What to work on:
The entries below need to be written out exactly, with no pictures included.

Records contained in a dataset
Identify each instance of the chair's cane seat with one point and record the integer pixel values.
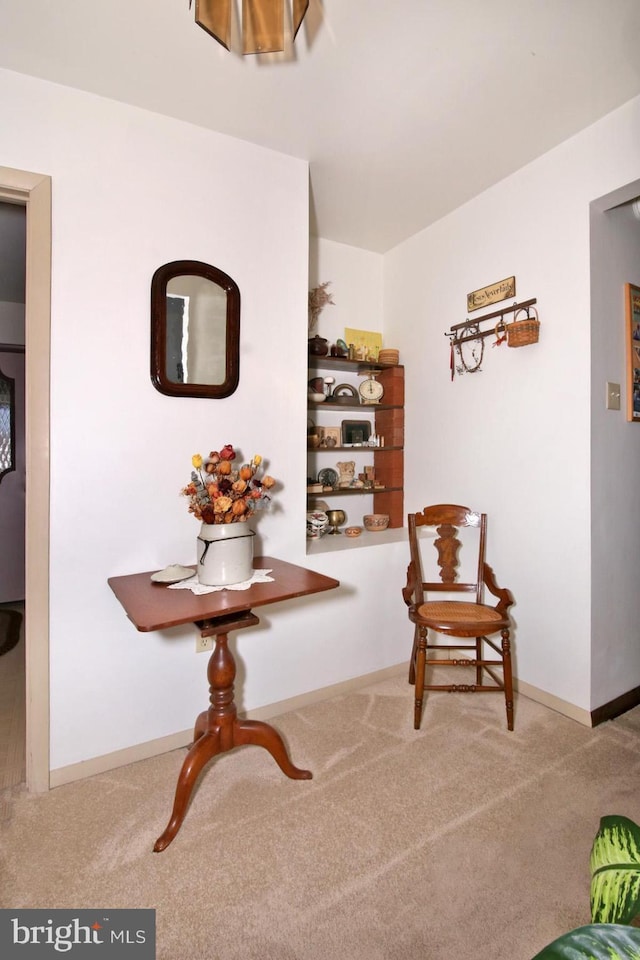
(446, 616)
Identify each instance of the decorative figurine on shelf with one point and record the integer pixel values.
(318, 300)
(346, 472)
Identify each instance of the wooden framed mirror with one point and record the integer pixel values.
(195, 330)
(7, 425)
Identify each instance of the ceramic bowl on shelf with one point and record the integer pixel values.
(375, 521)
(389, 355)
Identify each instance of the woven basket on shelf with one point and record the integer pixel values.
(521, 333)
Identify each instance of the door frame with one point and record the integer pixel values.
(33, 190)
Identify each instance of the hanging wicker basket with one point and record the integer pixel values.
(521, 333)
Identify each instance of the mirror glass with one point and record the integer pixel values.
(195, 330)
(7, 428)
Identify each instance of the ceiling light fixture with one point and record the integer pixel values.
(262, 22)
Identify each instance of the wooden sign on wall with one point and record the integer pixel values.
(502, 290)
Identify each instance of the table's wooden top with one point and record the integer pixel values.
(152, 606)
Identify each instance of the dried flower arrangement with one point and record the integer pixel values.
(218, 493)
(318, 299)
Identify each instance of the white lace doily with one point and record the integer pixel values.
(193, 584)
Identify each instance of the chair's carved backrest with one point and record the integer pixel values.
(448, 519)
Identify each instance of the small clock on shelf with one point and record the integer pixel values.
(371, 390)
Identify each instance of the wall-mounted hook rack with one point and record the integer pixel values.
(518, 333)
(481, 334)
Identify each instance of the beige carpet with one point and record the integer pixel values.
(459, 840)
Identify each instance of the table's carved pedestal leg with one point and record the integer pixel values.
(218, 729)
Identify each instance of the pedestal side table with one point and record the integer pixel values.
(152, 606)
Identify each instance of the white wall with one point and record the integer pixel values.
(132, 190)
(11, 322)
(615, 457)
(514, 439)
(356, 278)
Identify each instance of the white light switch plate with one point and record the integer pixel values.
(613, 396)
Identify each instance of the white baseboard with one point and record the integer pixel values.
(554, 703)
(153, 748)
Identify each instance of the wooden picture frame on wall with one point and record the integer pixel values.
(632, 317)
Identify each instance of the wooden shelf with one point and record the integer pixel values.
(353, 366)
(333, 405)
(388, 422)
(353, 492)
(363, 448)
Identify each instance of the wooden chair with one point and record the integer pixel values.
(456, 618)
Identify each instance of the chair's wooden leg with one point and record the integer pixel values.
(508, 680)
(412, 661)
(421, 656)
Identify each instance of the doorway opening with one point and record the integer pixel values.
(33, 190)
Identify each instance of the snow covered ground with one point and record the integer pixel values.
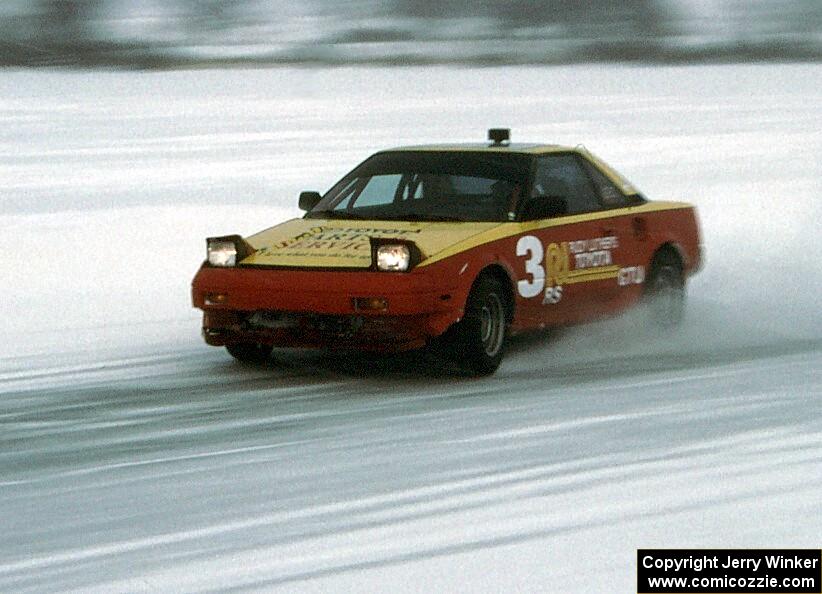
(134, 458)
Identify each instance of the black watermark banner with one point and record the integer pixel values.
(729, 571)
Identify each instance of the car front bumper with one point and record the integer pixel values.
(319, 308)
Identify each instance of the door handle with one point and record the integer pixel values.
(640, 227)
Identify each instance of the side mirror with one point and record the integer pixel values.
(544, 207)
(309, 200)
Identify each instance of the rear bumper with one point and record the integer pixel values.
(300, 308)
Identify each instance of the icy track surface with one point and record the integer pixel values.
(135, 459)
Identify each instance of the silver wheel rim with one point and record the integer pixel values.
(492, 324)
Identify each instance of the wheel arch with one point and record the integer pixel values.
(672, 248)
(500, 273)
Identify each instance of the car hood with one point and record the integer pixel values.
(327, 243)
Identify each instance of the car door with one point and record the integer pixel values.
(570, 261)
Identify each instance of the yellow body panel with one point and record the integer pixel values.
(329, 243)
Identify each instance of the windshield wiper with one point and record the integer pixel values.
(336, 214)
(430, 217)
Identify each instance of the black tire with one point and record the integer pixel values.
(250, 352)
(665, 290)
(477, 342)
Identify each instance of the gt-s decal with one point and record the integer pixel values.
(592, 259)
(531, 247)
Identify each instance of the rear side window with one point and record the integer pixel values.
(609, 194)
(562, 176)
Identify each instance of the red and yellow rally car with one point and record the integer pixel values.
(457, 245)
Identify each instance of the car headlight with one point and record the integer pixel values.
(222, 253)
(393, 257)
(227, 251)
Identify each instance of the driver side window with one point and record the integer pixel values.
(561, 176)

Your response:
Identify each instance of the chair's cane seat with one point and record the integer pixel values.
(446, 616)
Identify each instance of the decorative figurine on shelf with one point and record the integer pixel values.
(318, 300)
(346, 472)
Identify each instance of the wooden framed mirror with one point and record the integer pixel values.
(195, 330)
(7, 425)
Identify each instance of the ceramic bowl on shelf with one point and record the integer pixel values.
(375, 521)
(389, 355)
Identify each instance of the woven basket on shelf with one point and record the integer pixel values.
(521, 333)
Identify each instance of the door frame with one point and record the integer pixel values.
(33, 190)
Identify each instance of the hanging wicker basket with one point and record the integer pixel values.
(521, 333)
Identify each instance of the mirror glass with one point and record the integer pixel values.
(195, 330)
(7, 428)
Identify each instance of the ceiling light fixture with one point and record the integer pixel values.
(262, 22)
Identify each instance of the wooden sign on wall with one point and record the integer pixel values.
(502, 290)
Identify each instance of the table's wooden top with one point and record the integer pixel values.
(152, 606)
Identify each instance of the dried flower arrangement with one point and record the integer pixel values.
(218, 493)
(318, 299)
Identify each instance of the white lace doily with one point and record the integer pixel values.
(193, 584)
Identify each instance of the chair's carved backrest with one point and record the integer pixel values.
(448, 519)
Identify each instance of the small clock on shelf with one point and record the integer pixel values.
(371, 390)
Identify each instance of the wall-mounted hook rack with one point and record the integer pixel values.
(518, 333)
(481, 334)
Identify each instance of the beige carpet with one point and record the integer pixel values.
(459, 840)
Identify each instance of the table's carved pedestal leg with one point and record the integer pixel values.
(218, 729)
Identify each instance of the pedestal side table with one point and record the integer pixel values.
(152, 606)
Identify each instance of the white wall with one point and record the integer pixel values.
(132, 190)
(11, 322)
(615, 457)
(514, 439)
(356, 278)
Identify each instance of the white light switch plate with one point and record the integer pixel values.
(613, 396)
Identify each instance of the white baseboard with one point and record the integer pixel values.
(554, 703)
(153, 748)
Identify each instance of the wooden picture frame on wall with one point and record the integer pixel values.
(632, 317)
Identify each instance of the wooden shelf with one point and record the integer pixel values.
(353, 366)
(333, 405)
(388, 422)
(353, 492)
(363, 448)
Identify each instance of the wooden chair with one point and record the integer pixel values.
(456, 618)
Identify each instance of the chair's wooden leg with one point and record the integer pixel values.
(508, 680)
(412, 661)
(421, 656)
Identify each instance of the doorway opening with one point and record the integer pixel values.
(33, 190)
Identify each instance of the snow covered ground with one point and record the integer pixel values.
(134, 458)
Identify each instance of the black watermark banner with one point and record the integer pixel values.
(729, 571)
Identify each instance of the car front bumper with one point and record the integer pixel values.
(319, 308)
Identify each instance of the door handle with one point and record the integer pixel values.
(640, 227)
Identify each instance of the side mirror with one point and record the integer pixel values.
(544, 207)
(309, 200)
Identify each instance of the rear bumper with one point and record the integer pixel values.
(300, 308)
Identify each instance of the icy track surface with one point and record the integer pixel values.
(135, 459)
Identify each instance of the silver wheel rim with one point and record the integer pixel values.
(492, 324)
Identify each instance of the wheel arch with one point and record the integer pixel values.
(672, 248)
(500, 273)
Identify each instance of the car hood with one point and record the integer pixel values.
(327, 243)
Identify each instance of the car door with one point and record the integer pixel values.
(570, 261)
Identify each instance of the yellow body panel with one point and record the integer pixel values.
(329, 243)
Identify each instance of the windshield wiper with one point and record the integer pixel values.
(336, 214)
(430, 217)
Identify each instance of the black tire with one point and record the integer pixel values.
(250, 352)
(665, 290)
(477, 342)
Identify each instance of the gt-s decal with one point and record the integer pixel values.
(592, 259)
(531, 247)
Identify each instance of the rear side window with one point and record the integer pixel values.
(609, 194)
(562, 176)
Identify each instance of the red and yellow rally car with one point and record the integer pixel values.
(457, 245)
Identify each instance of the car headlight with one point and record the integer pixel values.
(222, 253)
(393, 257)
(227, 251)
Identify each instance of the driver side window with one point and record the integer pixel values.
(561, 176)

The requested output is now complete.